» SHORT EXERCISE
Every record must be written out once more, with nothing added or omitted.

» Excerpts of location labeling data
- - - -

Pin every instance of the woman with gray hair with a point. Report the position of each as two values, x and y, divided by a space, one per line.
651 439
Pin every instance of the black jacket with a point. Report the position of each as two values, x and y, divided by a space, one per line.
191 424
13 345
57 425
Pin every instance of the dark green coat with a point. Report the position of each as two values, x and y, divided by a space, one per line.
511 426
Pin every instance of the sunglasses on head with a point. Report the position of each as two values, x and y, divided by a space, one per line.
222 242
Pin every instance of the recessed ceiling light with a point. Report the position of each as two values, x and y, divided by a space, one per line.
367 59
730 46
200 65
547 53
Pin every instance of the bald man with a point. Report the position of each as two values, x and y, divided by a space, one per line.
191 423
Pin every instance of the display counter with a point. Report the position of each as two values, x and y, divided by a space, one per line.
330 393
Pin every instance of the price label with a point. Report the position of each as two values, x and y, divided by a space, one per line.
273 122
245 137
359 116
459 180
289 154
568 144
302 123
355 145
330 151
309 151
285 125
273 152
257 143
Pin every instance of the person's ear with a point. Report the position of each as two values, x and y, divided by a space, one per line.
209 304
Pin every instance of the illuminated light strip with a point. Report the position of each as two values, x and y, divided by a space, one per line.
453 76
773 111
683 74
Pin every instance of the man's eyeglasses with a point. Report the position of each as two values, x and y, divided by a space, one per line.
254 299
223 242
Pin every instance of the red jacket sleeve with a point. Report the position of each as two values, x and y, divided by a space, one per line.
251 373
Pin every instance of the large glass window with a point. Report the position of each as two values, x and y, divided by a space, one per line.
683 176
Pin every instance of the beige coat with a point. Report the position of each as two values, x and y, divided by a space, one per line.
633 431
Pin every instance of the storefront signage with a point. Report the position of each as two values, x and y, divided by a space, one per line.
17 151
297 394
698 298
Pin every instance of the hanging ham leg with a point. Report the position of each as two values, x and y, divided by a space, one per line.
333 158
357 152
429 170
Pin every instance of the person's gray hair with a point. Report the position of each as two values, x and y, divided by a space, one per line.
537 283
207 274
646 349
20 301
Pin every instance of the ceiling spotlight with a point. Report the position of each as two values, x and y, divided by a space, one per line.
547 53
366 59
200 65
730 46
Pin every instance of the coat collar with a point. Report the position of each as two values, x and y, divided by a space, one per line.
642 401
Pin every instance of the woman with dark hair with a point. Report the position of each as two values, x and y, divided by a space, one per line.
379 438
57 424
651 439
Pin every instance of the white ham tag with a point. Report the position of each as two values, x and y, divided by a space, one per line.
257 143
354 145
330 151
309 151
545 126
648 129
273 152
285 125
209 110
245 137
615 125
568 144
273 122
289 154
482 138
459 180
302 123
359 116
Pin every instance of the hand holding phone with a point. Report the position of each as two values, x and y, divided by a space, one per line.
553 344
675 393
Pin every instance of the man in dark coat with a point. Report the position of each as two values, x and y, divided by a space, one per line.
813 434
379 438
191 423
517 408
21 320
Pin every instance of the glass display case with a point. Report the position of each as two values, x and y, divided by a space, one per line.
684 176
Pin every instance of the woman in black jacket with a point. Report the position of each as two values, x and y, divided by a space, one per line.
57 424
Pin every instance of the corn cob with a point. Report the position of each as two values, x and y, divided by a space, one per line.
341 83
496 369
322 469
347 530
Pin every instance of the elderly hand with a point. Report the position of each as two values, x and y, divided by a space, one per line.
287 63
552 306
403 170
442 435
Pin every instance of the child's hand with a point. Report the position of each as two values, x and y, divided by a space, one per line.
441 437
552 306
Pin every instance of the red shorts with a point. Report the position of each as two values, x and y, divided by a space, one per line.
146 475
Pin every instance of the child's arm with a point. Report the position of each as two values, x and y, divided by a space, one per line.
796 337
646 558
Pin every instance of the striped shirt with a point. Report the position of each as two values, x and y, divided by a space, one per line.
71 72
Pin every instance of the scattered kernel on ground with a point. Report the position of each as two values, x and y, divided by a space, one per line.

- - - -

» THE SOLUTION
Pin every instance of the woman with gray hair with a point. Report the position of each as two values, x and y, divided by a space, one per line.
651 439
Pin every instance of the black jacket with a point. Report the position of each as two values, x and y, divided by a space, one per line.
191 424
13 345
57 425
Pin every instance of the dark green coat with a point. Report the position of each as two values, x and y, divided by a space, one per line.
511 426
Pin every instance of the sunglasses on head with a point. Report the position of each as two values, x and y, divided by a space, one per line.
222 242
Pin every instance of the recessed ceiling light with a point. Report the position of each as two values, x and y, divided by a space, one per line.
367 59
730 46
200 65
547 53
Pin every instance of the bald man with a point. Report the position of each as two values, x and y, divided by a space, one per line.
191 423
Pin every instance of the display counter with a point. Report the position of each as two values, x and y, divided by a space, one per line.
330 393
Pin every instance of the price label with a point. Report the position of each as two values, x and y, divided by a space, one per line.
273 122
245 137
359 116
459 180
289 154
568 144
302 123
355 145
330 151
309 151
285 125
273 152
257 143
Pin every instance of the person's ear with a point. Report the position of each as two values, x and y, divided by a space, one per line.
209 304
Pin every instance of the illuminated light strip with a point. Report the position of each as two values, x and y, divided by a space, one per line.
453 76
773 111
683 74
Pin every instance of the man's eyeglasses with a point. Report the position of each as two values, x and y, divided by a space, one per line.
254 299
223 242
Pin every instance of the red jacket sleeve with a point. Report the position of each as two values, x and y, divided by a space, one per line.
251 373
Pin every instance of the large glass window with a point. Report the position of each as two values, x and y, divided by a space, one per line.
683 176
Pin every instance of the beige coat with a point. Report the position of each as two values, x and y, divided by a space, one per line.
633 431
Pin every instance of the storefront signage with a point. Report the position of each as two values, x and y, divided by a space, one per line.
17 151
297 394
698 298
Pin every instance of the hanging ham leg with a point. Report the position of each as two values, x and y, divided by a space, one per line.
333 158
357 152
429 170
Pin every instance of the person's gray hair with a point. Report the position of each as two values, x and y, divided by a space, one per line.
537 283
207 274
646 349
20 301
Pin every instance of the ceiling spotlight with a point. Report the position of each as two values, x and y, divided by a space, one per line.
547 53
366 59
200 65
730 46
Pin every instance of the coat collar with a point. Report the position of each as two values, x and y, divided by a space, one per line.
642 401
Pin every instance of the woman with dark hair with a point. Report the position of each as two values, x and y, divided by a space, one per line.
379 438
57 424
651 439
Pin every instance of the white ham tag with a point. Report the position of each as two values, x and y, divided by a space, one per line.
257 143
354 145
330 151
309 151
545 126
648 129
273 152
285 125
209 110
245 137
615 125
568 144
273 122
289 154
482 138
459 180
302 123
359 116
Pin every instance of the hand holding phone with a point. Report the position of each as two values, x and y, divided by a space, one per line.
553 344
675 393
Pin every instance of the man in dark coat with a point. Report the position of each as two values, x and y, divided by a space, one per line.
813 434
379 438
191 423
517 408
21 320
Pin every instance of the glass display case with a point. Report the position of each as two values, x and y, divided by a space, one per line.
684 176
Pin every instance of the woman in black jacket with a point. Report the position of each as two values, x and y, divided by a space, one per line.
57 424
Pin every instance of the corn cob with a point. Report the position of each as two values, x and y, divided by a space, one per line.
341 83
496 369
322 469
347 530
Pin every instance of the elderly hand with a point. Report the position of each as two values, x and y, divided by a space, one per line.
287 63
552 306
403 170
442 435
Pin every instance of the child's hand with a point. Report the position of each as two values, x and y, divided by a space, one per line.
441 437
552 306
Pin every instance of the red shorts with a point. Report the position of each as two values, x and y, divided by a space, one per line.
146 475
Pin every instance of the child's arm with a point. Report the position of each as two values, x and y, divided by a space, one per line.
796 337
646 558
Pin every instance of the striped shirt with a point. Report the position of each as two values, x and y, divided by a space, one per line.
71 72
Pin every instance of the scattered kernel on ground with a point. Report the position of each as two values, x and y, divided by a space, one per line.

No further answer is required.